TASK DATA
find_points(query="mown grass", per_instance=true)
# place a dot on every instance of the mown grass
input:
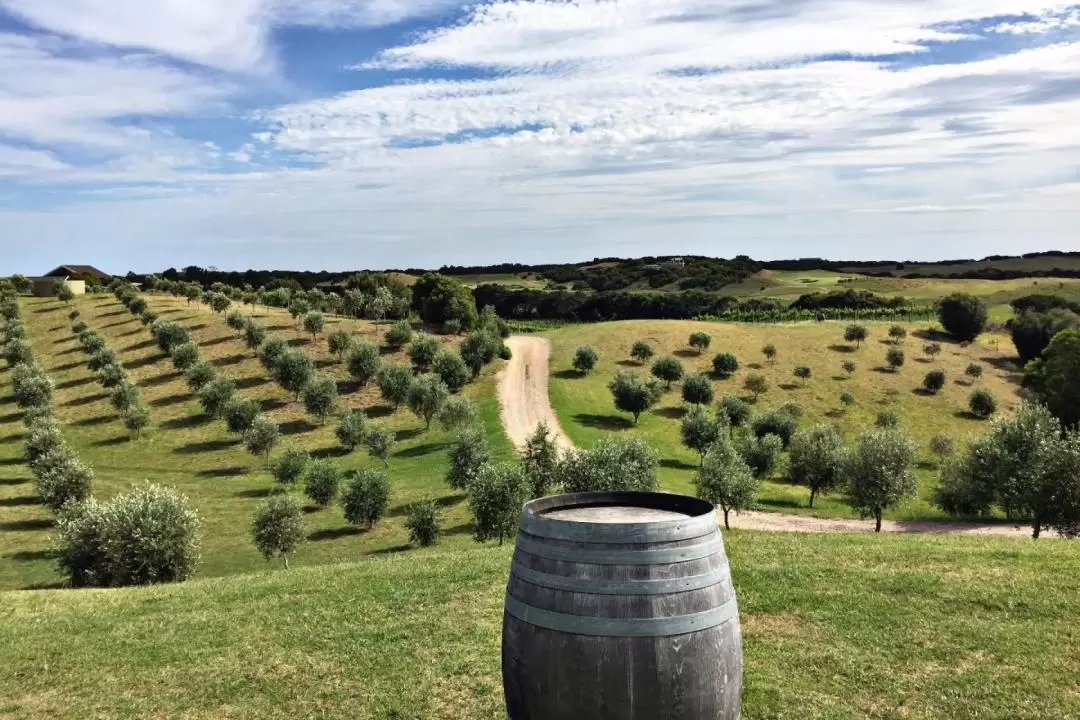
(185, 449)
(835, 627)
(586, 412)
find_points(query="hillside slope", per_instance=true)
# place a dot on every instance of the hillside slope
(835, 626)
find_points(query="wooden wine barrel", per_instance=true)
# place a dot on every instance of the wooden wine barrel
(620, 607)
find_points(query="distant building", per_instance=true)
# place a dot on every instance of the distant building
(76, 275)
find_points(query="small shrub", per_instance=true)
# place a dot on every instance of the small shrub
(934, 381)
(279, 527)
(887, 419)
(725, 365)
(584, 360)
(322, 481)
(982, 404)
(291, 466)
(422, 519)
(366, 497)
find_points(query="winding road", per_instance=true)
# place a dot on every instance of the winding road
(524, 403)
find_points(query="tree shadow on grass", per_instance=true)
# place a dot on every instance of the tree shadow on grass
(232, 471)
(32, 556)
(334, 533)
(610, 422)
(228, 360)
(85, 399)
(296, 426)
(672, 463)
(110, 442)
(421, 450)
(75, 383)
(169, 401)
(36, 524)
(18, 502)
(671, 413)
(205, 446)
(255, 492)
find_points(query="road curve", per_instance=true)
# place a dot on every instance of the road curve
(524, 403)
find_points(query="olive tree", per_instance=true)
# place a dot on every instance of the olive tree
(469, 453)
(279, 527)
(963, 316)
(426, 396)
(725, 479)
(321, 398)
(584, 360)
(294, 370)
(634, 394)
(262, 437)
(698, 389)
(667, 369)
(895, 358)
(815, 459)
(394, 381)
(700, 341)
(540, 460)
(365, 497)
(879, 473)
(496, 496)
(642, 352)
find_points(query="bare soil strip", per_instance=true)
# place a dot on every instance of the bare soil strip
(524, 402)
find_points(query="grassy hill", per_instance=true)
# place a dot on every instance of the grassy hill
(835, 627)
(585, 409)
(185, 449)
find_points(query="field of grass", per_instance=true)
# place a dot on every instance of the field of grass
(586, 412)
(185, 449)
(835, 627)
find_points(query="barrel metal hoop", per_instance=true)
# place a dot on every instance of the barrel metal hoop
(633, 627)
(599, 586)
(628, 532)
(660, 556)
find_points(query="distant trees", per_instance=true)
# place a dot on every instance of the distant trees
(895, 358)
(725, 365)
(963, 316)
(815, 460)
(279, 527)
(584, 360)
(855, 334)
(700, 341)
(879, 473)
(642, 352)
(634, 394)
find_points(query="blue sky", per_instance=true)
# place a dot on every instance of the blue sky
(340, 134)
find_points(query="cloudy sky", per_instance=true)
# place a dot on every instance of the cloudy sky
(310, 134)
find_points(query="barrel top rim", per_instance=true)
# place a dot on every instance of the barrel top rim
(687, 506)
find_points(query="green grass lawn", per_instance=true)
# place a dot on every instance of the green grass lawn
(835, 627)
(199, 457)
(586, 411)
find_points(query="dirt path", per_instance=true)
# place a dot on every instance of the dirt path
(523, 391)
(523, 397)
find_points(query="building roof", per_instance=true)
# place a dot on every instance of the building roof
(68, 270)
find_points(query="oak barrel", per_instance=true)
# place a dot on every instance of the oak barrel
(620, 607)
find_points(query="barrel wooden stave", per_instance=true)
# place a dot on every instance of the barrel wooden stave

YOUR OBJECTIVE
All lines above that include the word "stave" must be copied into the answer.

WRITTEN SOLUTION
find_points(query="barrel wooden stave", per_instance=true)
# place a dot on every instance of the barrel wooden stave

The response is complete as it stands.